**SOURCE EXTRACT**
=======
Wednesday, July 29, 2015

V1247 To the Rescue


Hello and Happy Hump Day again. I guess Wednesdays are a good blogging day for me. So, as you can see, I've made another Vogue 1247 top. You can see my first one here and my second one here. The one I'm posting about tonight, though, didn't start out as a V1247. It was a McCalls 6436 blouse.


I'd been wanting to try a pattern with different cup sizes. RTW button-up shirts that fit me without straining buttons and pulling across the chest are really tough to find, so I thought this pattern would be ideal to try. Pretty early on, unfortunately, I could tell that it was not going to work for me. This is a shape that really deserves a muslin, so (I'm putting it in writing here) if I ever try a similar style pattern I will, for sure, make a muslin of the bodice.


Look at how sad that thing looks just hanging there. The fabric, a combed cotton, was a remnant from Britex. I went in to buy some fusible interface and snatched it up on impulse. I blame the store for keeping the fusible and the remnants on the same floor. It's like putting fancy chocolates next to the checkout register. Anyway, I could tell right away that it was not working. The fabric was too crisp and it was going to be tight. Plus, the cut just wasn't doing it for me. I try to see past the styling on the envelopes with the Big Four, but I could just tell it was going to end up ill-fitting and I wasn't going to enjoy wearing it.


But I just love that color so much, so I salvaged the back and the sleeves (they had been cut but not yet sewn) and made myself a sweet little Rachel Comey top.  For the top part of the bodice, I used some pretty Cotton and Steel fabric from Fabric Worm. I love the fabric at Fabric Worm, but three times now I've ordered something only to get an email a few days later notifying me that they sold out of my order. Three times is a lot considering that I've only ordered from them three times. :) In fact this fabric, though pretty, was a substitute for something they didn't have.

Here's an "action shot" of me wearing my new top. I'm in the act of going to work, or waiting for my streetcar to be more accurate. The photo is a phone snap I asked my hubby to take very quickly. I know that you can't see much of the top with my enormous satchel, sweater, etc., but you get the idea.


Sewing-wise I did a much better job than my first one, which I eventually had to toss due to an olive oil stain. I really love this pattern because it's such a fun sew with the french seams and the panels. I would make more, but then I'd have a bunch of the same top and that might be weird. So that's the latest with me. Hope you enjoy the rest of your week and thanks so much for reading!


Wednesday, July 22, 2015

An Engineering Feat


Hello Lovelies! Happy Hump Day and all. As you might have guessed, I've made a bra and underpants. I can't believe how much of a lemming I am. Of all the sewing trends, bra-making is probably the most expensive and challenging. I dunno... RTW bras (especially in the larger sizes) are quite expensive and hard to fit so worthwhile to learn how to custom make, but then again maybe some things should be left to the professionals? Hmmm.
=======
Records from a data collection
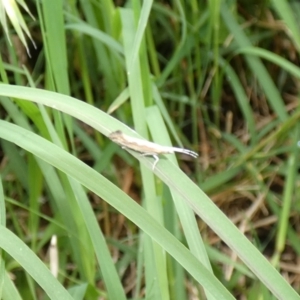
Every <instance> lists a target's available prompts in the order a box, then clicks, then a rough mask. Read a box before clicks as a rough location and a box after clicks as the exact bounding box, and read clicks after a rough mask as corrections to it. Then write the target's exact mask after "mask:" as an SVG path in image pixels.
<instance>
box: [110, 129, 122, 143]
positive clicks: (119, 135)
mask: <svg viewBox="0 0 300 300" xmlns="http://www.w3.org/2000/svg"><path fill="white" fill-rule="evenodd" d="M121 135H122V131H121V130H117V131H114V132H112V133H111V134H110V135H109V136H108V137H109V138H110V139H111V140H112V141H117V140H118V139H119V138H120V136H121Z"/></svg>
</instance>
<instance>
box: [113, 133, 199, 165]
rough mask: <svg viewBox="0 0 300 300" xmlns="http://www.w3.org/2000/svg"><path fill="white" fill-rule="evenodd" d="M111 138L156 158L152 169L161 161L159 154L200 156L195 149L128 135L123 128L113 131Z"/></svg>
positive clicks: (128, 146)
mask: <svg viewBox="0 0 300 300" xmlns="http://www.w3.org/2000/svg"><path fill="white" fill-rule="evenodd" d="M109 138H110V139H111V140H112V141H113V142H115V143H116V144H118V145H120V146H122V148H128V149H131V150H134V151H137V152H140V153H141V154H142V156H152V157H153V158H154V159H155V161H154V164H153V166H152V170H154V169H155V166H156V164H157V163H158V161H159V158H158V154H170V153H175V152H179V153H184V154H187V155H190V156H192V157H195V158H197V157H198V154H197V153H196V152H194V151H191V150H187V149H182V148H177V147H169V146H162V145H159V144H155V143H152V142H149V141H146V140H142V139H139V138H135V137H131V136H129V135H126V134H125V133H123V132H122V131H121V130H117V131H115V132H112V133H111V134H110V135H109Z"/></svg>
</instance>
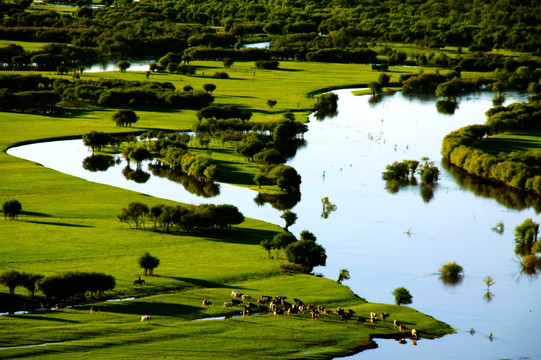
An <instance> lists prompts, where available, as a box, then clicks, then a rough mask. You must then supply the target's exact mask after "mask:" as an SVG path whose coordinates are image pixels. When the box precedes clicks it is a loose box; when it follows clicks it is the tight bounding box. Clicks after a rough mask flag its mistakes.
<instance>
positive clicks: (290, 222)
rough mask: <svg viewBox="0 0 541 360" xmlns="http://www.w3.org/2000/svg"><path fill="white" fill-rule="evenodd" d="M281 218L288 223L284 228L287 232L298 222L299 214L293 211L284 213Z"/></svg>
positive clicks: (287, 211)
=======
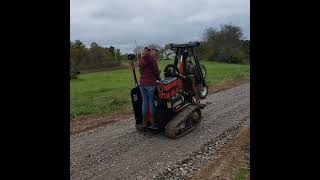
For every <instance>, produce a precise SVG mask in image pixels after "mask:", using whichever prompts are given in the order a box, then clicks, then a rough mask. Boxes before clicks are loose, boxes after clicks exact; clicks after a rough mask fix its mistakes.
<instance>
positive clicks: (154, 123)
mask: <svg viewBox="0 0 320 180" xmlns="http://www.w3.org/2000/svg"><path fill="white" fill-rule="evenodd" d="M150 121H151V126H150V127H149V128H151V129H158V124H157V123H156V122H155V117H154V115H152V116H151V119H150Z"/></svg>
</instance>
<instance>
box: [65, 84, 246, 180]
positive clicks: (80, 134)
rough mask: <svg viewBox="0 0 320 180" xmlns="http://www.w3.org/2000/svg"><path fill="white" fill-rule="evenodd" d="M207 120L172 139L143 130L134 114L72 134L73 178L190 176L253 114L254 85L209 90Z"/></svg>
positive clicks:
=======
**JOB**
From the sewing blog post above, extract the passage from "Sewing-wise I did" to "the professionals? Hmmm." word for word.

**ANSWER**
Sewing-wise I did a much better job than my first one, which I eventually had to toss due to an olive oil stain. I really love this pattern because it's such a fun sew with the french seams and the panels. I would make more, but then I'd have a bunch of the same top and that might be weird. So that's the latest with me. Hope you enjoy the rest of your week and thanks so much for reading!


Wednesday, July 22, 2015

An Engineering Feat


Hello Lovelies! Happy Hump Day and all. As you might have guessed, I've made a bra and underpants. I can't believe how much of a lemming I am. Of all the sewing trends, bra-making is probably the most expensive and challenging. I dunno... RTW bras (especially in the larger sizes) are quite expensive and hard to fit so worthwhile to learn how to custom make, but then again maybe some things should be left to the professionals? Hmmm.